What is needed: Copy the following lines verbatim.

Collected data
◇ ◇ ◇

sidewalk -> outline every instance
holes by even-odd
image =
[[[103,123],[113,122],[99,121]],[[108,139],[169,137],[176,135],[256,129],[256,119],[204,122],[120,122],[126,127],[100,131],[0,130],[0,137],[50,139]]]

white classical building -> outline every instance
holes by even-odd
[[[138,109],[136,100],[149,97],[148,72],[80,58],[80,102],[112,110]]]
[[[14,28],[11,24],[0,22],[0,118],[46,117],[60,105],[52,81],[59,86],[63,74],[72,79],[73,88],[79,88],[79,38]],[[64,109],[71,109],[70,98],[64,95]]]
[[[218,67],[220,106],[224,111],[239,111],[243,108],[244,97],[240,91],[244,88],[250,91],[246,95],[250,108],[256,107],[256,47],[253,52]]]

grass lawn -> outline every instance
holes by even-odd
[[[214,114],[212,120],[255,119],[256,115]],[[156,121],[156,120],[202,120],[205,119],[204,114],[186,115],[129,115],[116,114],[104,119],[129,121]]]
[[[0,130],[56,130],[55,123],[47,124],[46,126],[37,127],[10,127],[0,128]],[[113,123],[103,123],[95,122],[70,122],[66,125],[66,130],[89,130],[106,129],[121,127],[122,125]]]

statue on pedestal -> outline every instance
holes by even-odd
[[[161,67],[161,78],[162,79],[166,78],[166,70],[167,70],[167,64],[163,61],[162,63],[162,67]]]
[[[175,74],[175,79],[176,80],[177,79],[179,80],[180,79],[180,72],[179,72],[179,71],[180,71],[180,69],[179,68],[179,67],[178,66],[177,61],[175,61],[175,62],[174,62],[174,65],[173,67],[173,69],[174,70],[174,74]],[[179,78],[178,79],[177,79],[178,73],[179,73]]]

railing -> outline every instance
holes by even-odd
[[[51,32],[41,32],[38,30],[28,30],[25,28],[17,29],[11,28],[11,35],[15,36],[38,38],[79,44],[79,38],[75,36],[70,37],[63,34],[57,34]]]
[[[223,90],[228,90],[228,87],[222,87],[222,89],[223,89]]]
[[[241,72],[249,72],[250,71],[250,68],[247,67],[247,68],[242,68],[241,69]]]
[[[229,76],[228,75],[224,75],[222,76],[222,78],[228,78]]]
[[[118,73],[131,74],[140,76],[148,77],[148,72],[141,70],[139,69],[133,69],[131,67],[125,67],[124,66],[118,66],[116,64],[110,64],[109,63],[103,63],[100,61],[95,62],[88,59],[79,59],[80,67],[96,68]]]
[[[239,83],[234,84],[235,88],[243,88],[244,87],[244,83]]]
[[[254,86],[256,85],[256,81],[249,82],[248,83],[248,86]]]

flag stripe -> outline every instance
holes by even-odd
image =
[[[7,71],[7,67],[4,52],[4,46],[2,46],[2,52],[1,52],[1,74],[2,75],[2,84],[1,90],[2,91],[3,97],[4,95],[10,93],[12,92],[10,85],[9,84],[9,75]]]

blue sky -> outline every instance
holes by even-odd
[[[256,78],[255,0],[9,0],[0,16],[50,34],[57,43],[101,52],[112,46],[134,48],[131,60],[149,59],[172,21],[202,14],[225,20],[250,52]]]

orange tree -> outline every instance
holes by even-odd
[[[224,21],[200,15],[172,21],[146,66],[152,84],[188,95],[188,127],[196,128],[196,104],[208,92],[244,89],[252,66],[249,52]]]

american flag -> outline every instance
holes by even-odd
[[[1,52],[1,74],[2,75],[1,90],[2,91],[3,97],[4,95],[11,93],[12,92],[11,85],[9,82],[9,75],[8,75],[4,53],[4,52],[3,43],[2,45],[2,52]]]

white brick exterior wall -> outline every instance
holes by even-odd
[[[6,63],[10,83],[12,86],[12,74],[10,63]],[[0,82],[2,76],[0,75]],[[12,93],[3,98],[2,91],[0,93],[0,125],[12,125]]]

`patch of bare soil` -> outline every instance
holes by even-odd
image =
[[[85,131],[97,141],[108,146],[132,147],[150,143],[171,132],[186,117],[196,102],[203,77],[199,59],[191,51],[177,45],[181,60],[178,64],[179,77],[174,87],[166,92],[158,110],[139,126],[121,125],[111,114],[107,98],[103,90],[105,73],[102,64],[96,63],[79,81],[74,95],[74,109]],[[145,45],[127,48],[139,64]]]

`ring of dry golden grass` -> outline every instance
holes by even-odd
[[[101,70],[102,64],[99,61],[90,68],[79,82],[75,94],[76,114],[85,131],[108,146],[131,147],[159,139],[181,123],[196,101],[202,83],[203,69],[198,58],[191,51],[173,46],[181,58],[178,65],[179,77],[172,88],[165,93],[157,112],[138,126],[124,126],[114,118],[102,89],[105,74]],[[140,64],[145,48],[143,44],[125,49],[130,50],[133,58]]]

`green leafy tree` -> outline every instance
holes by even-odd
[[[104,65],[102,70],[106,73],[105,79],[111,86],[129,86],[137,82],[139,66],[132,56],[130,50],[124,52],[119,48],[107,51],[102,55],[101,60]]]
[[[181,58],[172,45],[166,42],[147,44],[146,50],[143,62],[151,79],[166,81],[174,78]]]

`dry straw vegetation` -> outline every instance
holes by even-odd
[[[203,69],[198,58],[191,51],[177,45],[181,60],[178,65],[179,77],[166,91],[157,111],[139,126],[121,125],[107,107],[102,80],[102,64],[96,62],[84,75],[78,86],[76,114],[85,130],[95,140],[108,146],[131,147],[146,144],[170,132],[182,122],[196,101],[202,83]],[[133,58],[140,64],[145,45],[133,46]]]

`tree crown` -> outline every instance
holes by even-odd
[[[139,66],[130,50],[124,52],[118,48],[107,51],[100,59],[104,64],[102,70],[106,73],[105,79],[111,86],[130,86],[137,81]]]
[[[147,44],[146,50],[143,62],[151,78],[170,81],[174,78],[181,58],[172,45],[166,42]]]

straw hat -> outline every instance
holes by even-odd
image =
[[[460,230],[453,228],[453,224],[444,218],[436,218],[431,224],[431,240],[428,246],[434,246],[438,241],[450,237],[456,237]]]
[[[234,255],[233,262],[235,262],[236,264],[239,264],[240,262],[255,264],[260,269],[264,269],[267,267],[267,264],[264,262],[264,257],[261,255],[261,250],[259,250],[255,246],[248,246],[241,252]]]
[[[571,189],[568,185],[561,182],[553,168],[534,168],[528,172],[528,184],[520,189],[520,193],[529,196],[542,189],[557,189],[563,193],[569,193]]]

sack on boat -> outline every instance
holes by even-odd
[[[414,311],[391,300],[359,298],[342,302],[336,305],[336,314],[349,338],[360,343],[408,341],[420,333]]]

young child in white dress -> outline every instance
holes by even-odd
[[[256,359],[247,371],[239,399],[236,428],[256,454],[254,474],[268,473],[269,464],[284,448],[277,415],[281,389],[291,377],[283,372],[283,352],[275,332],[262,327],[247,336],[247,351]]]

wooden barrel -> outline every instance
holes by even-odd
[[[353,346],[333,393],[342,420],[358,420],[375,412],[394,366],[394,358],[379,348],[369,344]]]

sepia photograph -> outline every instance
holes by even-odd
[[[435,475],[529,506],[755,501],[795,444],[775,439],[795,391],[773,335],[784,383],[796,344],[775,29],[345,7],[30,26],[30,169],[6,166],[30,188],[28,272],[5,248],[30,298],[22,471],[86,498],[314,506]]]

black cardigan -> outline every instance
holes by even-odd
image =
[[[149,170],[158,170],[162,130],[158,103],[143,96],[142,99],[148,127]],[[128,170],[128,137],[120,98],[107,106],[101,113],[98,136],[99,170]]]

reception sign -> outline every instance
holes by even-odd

◇ ◇ ◇

Exercise result:
sidewalk -> outline every instance
holes by even-odd
image =
[[[103,123],[113,122],[99,121]],[[108,139],[169,137],[176,135],[256,129],[256,119],[204,122],[120,122],[126,127],[100,131],[0,130],[0,137],[50,139]]]

white classical building -> outline every instance
holes by even-odd
[[[138,109],[136,100],[149,97],[148,72],[80,58],[80,102],[112,110]]]
[[[14,28],[11,24],[0,22],[0,118],[46,117],[60,105],[52,81],[59,86],[63,74],[72,79],[73,88],[79,88],[79,38]],[[64,109],[71,109],[70,98],[64,95]]]
[[[218,67],[220,106],[224,111],[239,111],[243,108],[244,97],[240,91],[244,88],[250,91],[246,95],[250,108],[256,107],[256,47],[253,52]]]

grass lawn -> outline every instance
holes by even-odd
[[[214,114],[212,120],[255,119],[256,115]],[[156,121],[156,120],[202,120],[205,119],[204,114],[186,115],[129,115],[116,114],[104,119],[129,121]]]
[[[0,130],[56,130],[55,123],[47,124],[46,126],[37,127],[10,127],[0,128]],[[113,123],[103,123],[95,122],[70,122],[66,125],[66,130],[89,130],[106,129],[121,127],[122,125]]]

statue on pedestal -> outline every instance
holes by even-odd
[[[161,67],[161,78],[162,79],[166,78],[166,70],[167,70],[167,64],[163,61],[162,63],[162,67]]]
[[[175,74],[175,79],[176,80],[177,79],[179,80],[180,79],[180,72],[179,72],[179,71],[180,71],[180,69],[179,68],[179,67],[178,66],[177,61],[175,61],[175,62],[174,62],[174,65],[173,67],[173,69],[174,70],[174,74]],[[179,78],[178,79],[177,79],[178,73],[179,73]]]

railing -> outline every instance
holes by even-odd
[[[51,32],[41,32],[38,30],[28,30],[25,28],[17,29],[11,28],[11,35],[15,36],[38,38],[79,44],[79,38],[75,36],[70,37],[63,34],[57,34]]]
[[[223,90],[228,90],[228,87],[222,87],[222,89],[223,89]]]
[[[241,72],[249,72],[250,71],[250,68],[247,67],[247,68],[242,68],[241,69]]]
[[[229,76],[228,75],[224,75],[222,76],[222,78],[228,78]]]
[[[118,73],[131,74],[140,76],[148,77],[148,72],[141,70],[139,69],[133,69],[131,67],[125,67],[124,66],[118,66],[116,64],[110,64],[109,63],[103,63],[100,61],[95,62],[88,59],[79,59],[80,67],[96,68]]]
[[[239,83],[234,84],[235,88],[243,88],[244,87],[244,83]]]
[[[254,86],[256,85],[256,81],[249,82],[248,83],[248,86]]]

flag stripe -> outline every instance
holes by even-odd
image =
[[[7,71],[7,67],[4,52],[4,46],[2,46],[2,52],[1,52],[1,74],[2,75],[2,84],[1,90],[2,91],[3,97],[4,95],[10,93],[12,92],[10,85],[9,84],[9,75]]]

blue sky -> outline every instance
holes by even-odd
[[[256,78],[255,0],[9,0],[0,16],[50,34],[57,43],[101,52],[112,46],[134,48],[131,60],[149,59],[172,21],[202,14],[225,20],[250,52]]]

orange tree -> outline every instance
holes by even-odd
[[[224,21],[200,15],[172,21],[146,66],[152,84],[188,95],[188,127],[196,128],[196,104],[208,92],[244,89],[252,66],[249,52]]]

american flag -> outline every instance
holes by even-odd
[[[1,52],[1,74],[2,75],[1,90],[2,91],[3,97],[4,95],[11,93],[12,92],[11,85],[9,82],[9,75],[8,75],[4,53],[4,52],[3,43],[2,45],[2,52]]]

white brick exterior wall -> outline every instance
holes by even-odd
[[[6,63],[10,83],[12,86],[12,74],[10,63]],[[0,82],[2,76],[0,75]],[[12,93],[3,98],[2,91],[0,93],[0,125],[12,125]]]

`patch of bare soil` -> outline every instance
holes by even-odd
image =
[[[85,131],[97,141],[108,146],[132,147],[150,143],[171,132],[186,117],[196,102],[203,77],[199,59],[191,51],[177,45],[181,60],[178,64],[179,77],[174,87],[166,92],[158,110],[139,126],[121,125],[111,114],[107,98],[103,90],[105,73],[102,64],[96,63],[79,81],[74,95],[74,109]],[[145,45],[127,48],[139,64]]]

`ring of dry golden grass` -> outline every instance
holes by even-odd
[[[101,70],[102,64],[99,61],[90,68],[79,82],[75,94],[76,114],[85,131],[108,146],[131,147],[159,139],[181,123],[196,101],[202,83],[203,69],[198,58],[191,51],[173,46],[181,58],[178,65],[179,77],[172,88],[165,93],[157,112],[138,126],[124,126],[114,118],[102,89],[105,74]],[[140,64],[145,48],[143,44],[125,49],[130,50],[133,58]]]

`green leafy tree` -> outline every instance
holes by even-odd
[[[104,65],[102,70],[106,73],[105,79],[111,86],[129,86],[137,82],[139,66],[132,56],[130,50],[124,52],[119,48],[107,51],[102,55],[101,60]]]
[[[181,58],[172,45],[166,42],[147,44],[146,50],[143,62],[151,79],[166,81],[174,78]]]

`dry straw vegetation` -> outline every instance
holes by even-odd
[[[203,69],[198,58],[191,51],[177,45],[181,60],[178,65],[179,77],[166,91],[157,111],[139,126],[121,125],[107,107],[102,80],[102,64],[96,62],[84,75],[78,86],[76,114],[85,130],[95,140],[108,146],[131,147],[146,144],[170,132],[182,122],[196,101],[202,83]],[[133,58],[140,64],[145,45],[133,46]]]

`tree crown` -> outline every instance
holes by even-odd
[[[139,66],[130,50],[124,52],[118,48],[107,51],[100,59],[104,64],[102,70],[106,73],[105,79],[111,86],[130,86],[137,81]]]
[[[147,44],[146,50],[143,62],[151,78],[170,81],[174,78],[181,58],[172,45],[166,42]]]

straw hat -> outline every instance
holes by even-odd
image =
[[[460,230],[453,228],[453,224],[444,218],[436,218],[431,224],[431,240],[428,246],[434,246],[438,241],[450,237],[456,237]]]
[[[234,255],[233,262],[235,262],[236,264],[239,264],[240,262],[255,264],[260,269],[264,269],[267,267],[267,264],[264,262],[264,257],[261,255],[261,250],[259,250],[255,246],[248,246],[241,252]]]
[[[571,189],[568,185],[561,182],[553,168],[534,168],[528,172],[528,184],[520,189],[520,193],[529,196],[542,189],[557,189],[563,193],[569,193]]]

sack on boat -> outline every instance
holes by even-odd
[[[414,311],[391,300],[359,298],[342,302],[336,305],[336,314],[349,338],[360,343],[408,341],[420,333]]]

young child in white dress -> outline every instance
holes by even-odd
[[[256,359],[247,371],[239,399],[236,428],[256,454],[254,474],[268,473],[269,464],[284,448],[277,415],[281,389],[291,377],[283,372],[283,352],[275,332],[262,327],[247,336],[247,351]]]

wooden barrel -> outline every instance
holes by even-odd
[[[353,346],[333,393],[342,420],[358,420],[375,412],[394,366],[394,358],[379,348],[369,344]]]

sepia photograph -> outline every instance
holes by even-odd
[[[435,475],[529,506],[755,501],[795,444],[775,439],[795,391],[773,335],[784,383],[796,344],[775,29],[345,7],[30,26],[30,169],[6,166],[30,188],[28,272],[5,248],[30,298],[22,471],[86,498],[314,506]]]

black cardigan -> outline every instance
holes by even-odd
image =
[[[149,170],[158,170],[162,130],[158,103],[143,96],[142,99],[148,127]],[[128,170],[128,137],[120,98],[107,106],[101,113],[98,136],[99,170]]]

reception sign -> outline every instance
holes by even-odd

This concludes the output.